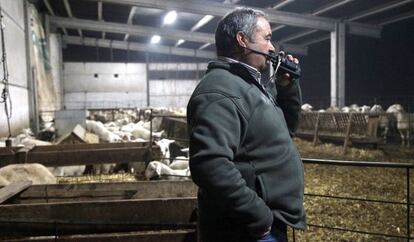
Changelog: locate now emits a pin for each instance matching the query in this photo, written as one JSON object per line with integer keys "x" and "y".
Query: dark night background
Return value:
{"x": 377, "y": 70}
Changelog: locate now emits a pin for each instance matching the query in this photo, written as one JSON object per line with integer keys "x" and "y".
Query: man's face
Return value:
{"x": 260, "y": 42}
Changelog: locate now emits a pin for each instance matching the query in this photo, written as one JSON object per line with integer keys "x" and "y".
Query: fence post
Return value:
{"x": 348, "y": 131}
{"x": 408, "y": 204}
{"x": 316, "y": 130}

DO THIS>
Write out every line of the listing again, requests included, adding 119 to each x and y coordinate in the answers. Omit the pictures.

EXERCISE SOLUTION>
Changelog: locate now emits a pin for each instance matching the query in this photo, written as one JSON object per line with integer keys "x" and "y".
Query: dark night background
Return value:
{"x": 496, "y": 189}
Changelog: locate now emits a pin for each instance matching the query in this photo, written as one JSON object per line with integer keys "x" and "y".
Query: man's face
Return value:
{"x": 379, "y": 161}
Changelog: locate now emits a pin for each instance matching the query in this photo, written as one JSON object per line with integer keys "x" and "y".
Query: fence post
Return value:
{"x": 467, "y": 250}
{"x": 527, "y": 323}
{"x": 435, "y": 249}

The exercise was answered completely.